### ARTICLE
*-*-*
Email sent by Director Ian Blatchford to Adani following publication of the Hindenburg Report
  • Following a huge backlash to the announcement of the Adani deal in 2021, Director Ian Blatchford now appears to have been formally sidelined in the process for scrutinising sponsors, with his role replaced by a newly convened ‘Partnerships Panel’ and the museum’s ‘Group Ethics Policy’ rewritten accordingly.

  • In pushing the deal through despite the clear red flags, Culture Unstained allege that the Director has likely breached the Museums Association’s ‘Code of Ethics’, standards set by the Charities Commission, as well as the museum’s own ‘Group Ethics Policy’. 

You can read a summary of the complaint here as well as viewing extracts from the FOI documents we have uncovered!


The complaint calls for Director Ian Blatchford to be investigated and for the sponsorship deal with Adani to be dropped, ‘because the original decision was reached following a process that lacked legitimacy’. The controversy comes as the Board of Trustees are expected to hold their quarterly meeting this week and as current Chair Dame Mary Archer, who had publicly defended Adani in the media, prepares to hand over her role as Chair to Vice Admiral Sir Timothy Laurence, who will assume office as of January 2024. 

Isobel Tarr, Co-director of Culture Unstained, said:

‘Something is seriously wrong at the top of the Science Museum. Both before and after the sponsorship was signed, the museum held evidence that ‘Adani Green Energy’ is intricately linked to the rest of the Adani Group and its growing coal business. Adani’s emissions, corruption and human rights impacts were repeatedly dismissed, while Adani’s “green” credentials were actively promoted by the museum’s leadership – this is a textbook example of “greenwashing”.

If due process had been followed and the evidence acted upon, Adani would never have been allowed to sponsor the Science Museum’s new climate gallery given the clear ethical conflict it creates. Our complaint sets out why the Board must drop the deal – and investigate how the Director was ever allowed to push through such a flawed and indefensible decision.’

Keval Bharadia, a member of South Asia Solidarity Group, a UK based network highlighting people’s struggles on the sub-continent, has said:

‘Communities across India and Australia have lost loved one whilst defending their forests and lands from Adani’s coal mining. The Science Museum management is well aware of decades long community resistance to Adani. Yet Blatchford himself opined to us that ‘Indians need coal, it’s good for India’, demonstrating an ideology tied to backwards and inaccurate energy pathways for the region along with its patronising and paternalistic racism.

Adani was exposed as the greatest corporate fraud in history. Rather than distancing themselves, Blatchford, offered words of consolation to Adani for a ‘torrid week’, demonstrating yet more callousness and indifference to the trail of death and destruction that Adani is responsible for.
*-*-*
### DATA LINES
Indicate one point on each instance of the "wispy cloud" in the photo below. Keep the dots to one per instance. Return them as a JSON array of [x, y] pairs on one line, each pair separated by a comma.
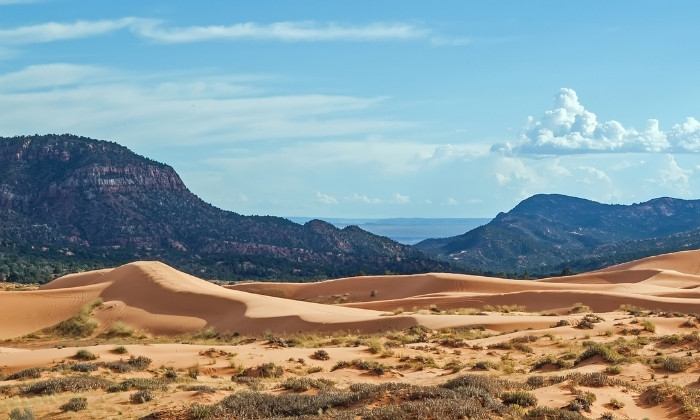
*-*-*
### WORK TO DO
1. Repeat word for word the part of the article on the Adani sponsorship starting at "Email sent by" and ending at "own ‘Group Ethics Policy’.".
2. Answer these questions from the article on the Adani sponsorship:
(a) What newly convened body replaced the Director's role in scrutinizing sponsors?
(b) What position does Isobel Tarr hold?
(c) Who will take over as Chair of the Board of Trustees, and from when?
The lines above are separate material and not part of the article on the Adani sponsorship.

### RESPONSES TO THE TASKS
1.
Email sent by Director Ian Blatchford to Adani following publication of the Hindenburg Report
  • Following a huge backlash to the announcement of the Adani deal in 2021, Director Ian Blatchford now appears to have been formally sidelined in the process for scrutinising sponsors, with his role replaced by a newly convened ‘Partnerships Panel’ and the museum’s ‘Group Ethics Policy’ rewritten accordingly.

  • In pushing the deal through despite the clear red flags, Culture Unstained allege that the Director has likely breached the Museums Association’s ‘Code of Ethics’, standards set by the Charities Commission, as well as the museum’s own ‘Group Ethics Policy’.

2.
(a) A 'Partnerships Panel'.
(b) Co-director of Culture Unstained.
(c) Vice Admiral Sir Timothy Laurence, from January 2024.